University of Maryland Global Campus

May 14, 2024

 

As family farms evolve, transferring ownership, management, and knowledge is vital for maintaining generational legacies, rural economic stability, and food security. Family farms, constituting 97% of U.S. farms and accounting for 82% of agricultural product value, face an aging workforce, with a 12% increase in farmers aged 65 and older, highlighting the urgent need for effective farm succession planning (USDA, 2023; U.S. Senate Committee on Aging, 2023). This Rapid Evidence Assessment (REA) investigates factors influencing family farm transfer intentions, emphasizing sustainability within a competitive environment. Using the Theory of Planned Behavior (TPB) framework, the REA explores behavioral, normative, and control beliefs affecting succession planning, aiming to facilitate a smooth farm business transition to the next generation (Ajzen, 2011).

 

Conceptual Framework

 

Note: Adapted from “The Theory of Planned Behavior,” by I. Ajzen, 1991, Organizational Behavior and Human Decision Processes, 50, p. 182 (http://dx.doi.org/10.1016/0749-5978(91)90020-T) Copyright 1991 by American Press Inc. Permission requested.

 

Methods

 

The REA's methodology includes a systematic review of ten relevant articles, analyzed using qualitative coding and the Weight of Evidence (WoE) method for quality appraisal. These articles were selected based on their methodological rigor and relevance to farm transfer, encompassing various research designs, including qualitative, quantitative, and mixed methods. Key themes emerged from this analysis, providing valuable insights into the complex dynamics of farm succession.

 

Results

 

The findings from this REA offer valuable insights for farm businesses aiming to transition ownership to the next generation, emphasizing the critical roles of both predecessors and successors. The four significant findings for farm succession factors include:

 

Finding 1: Family dynamics and connection to the farm

Finding 2: Farm assets, abilities, and innovation for the future

Finding 3: Willingness and mechanisms to transfer the farm

Finding 4: Identifying barriers and conflict in farm transfer

 

Findings reveal that family dynamics, management of farm assets, willingness, and transfer mechanisms significantly impact the succession process. Family dynamics, including the early involvement of children in farm operations, foster a deep connection to the farm. Seven of ten studies highlight the importance of successors' passion and motivation, driven by their emotional attachment to the family business (Wagner et al., 2022). Additionally, involving children in farm activities from an early age helps develop practical skills and a strong affinity for the land, which is essential for a smooth transition (Bertolozzi, 2024; Carolan, 2018).

__DATA__.
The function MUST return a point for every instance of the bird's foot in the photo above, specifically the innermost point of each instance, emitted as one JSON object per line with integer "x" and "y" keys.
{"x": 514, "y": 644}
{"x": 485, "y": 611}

__GIVEN PROBLEM 1__.
Answer from the farm succession assessment:
(a) What share of U.S. farms are family farms?
(b) How many articles did the review cover?
(c) How many of those studies highlight the importance of successors' passion and motivation?
__GIVEN PROBLEM 2__.
Copy the farm succession assessment from "Findings reveal that" up to and including "2024; Carolan, 2018).".
__GIVEN PROBLEM 3__.
Write the next part of the farm succession assessment, continuing after its final sentence.

__EXERCISE RESULT 1__.
(a) 97%
(b) Ten
(c) Seven

__EXERCISE RESULT 2__.
Findings reveal that family dynamics, management of farm assets, willingness, and transfer mechanisms significantly impact the succession process. Family dynamics, including the early involvement of children in farm operations, foster a deep connection to the farm. Seven of ten studies highlight the importance of successors' passion and motivation, driven by their emotional attachment to the family business (Wagner et al., 2022). Additionally, involving children in farm activities from an early age helps develop practical skills and a strong affinity for the land, which is essential for a smooth transition (Bertolozzi, 2024; Carolan, 2018).

__EXERCISE RESULT 3__.
 

Managing tangible assets (land, machinery) and intangible assets (knowledge, skills) is crucial for succession. Nine of the ten articles discuss the importance of capital stocks, financial projections, and the transfer of farming knowledge and abilities (Rosacker et al., 2023; Steiger et al., 2016). Successors must gain experience and utilize elders' knowledge to ensure the farm's long-term viability. Embracing technological innovations and diversifying farm operations are recommended strategies for successful transfer (Wagner et al., 2022).

 

The willingness and attitudes of both predecessors and successors, along with structured mechanisms like mediation and facilitation, enhance the transfer process. All studies highlight the critical role of intention and attitudes in intergenerational farm transfer. The senior farmer's willingness to participate in the transition and the successor's positive attitude toward responsibility are pivotal for success (Conway et al., 2019). Mechanisms such as mediation and gifting create a structured framework for discussions, helping to address concerns and reach mutually agreeable solutions (Rosacker et al., 2023).

 

Identifying barriers such as economic constraints, policy impacts, and lack of formal plans is essential to address conflicts and ensure successful transitions. Approximately five studies point to challenges like low profitability, quality of life issues, and resistance to change among older generations as significant obstacles (Bertolozzi et al., 2024; Chiswell, 2018). Policies, tax implications, and legal regulations also significantly affect farm succession, highlighting the need for comprehensive planning and professional guidance (Steiger et al., 2012).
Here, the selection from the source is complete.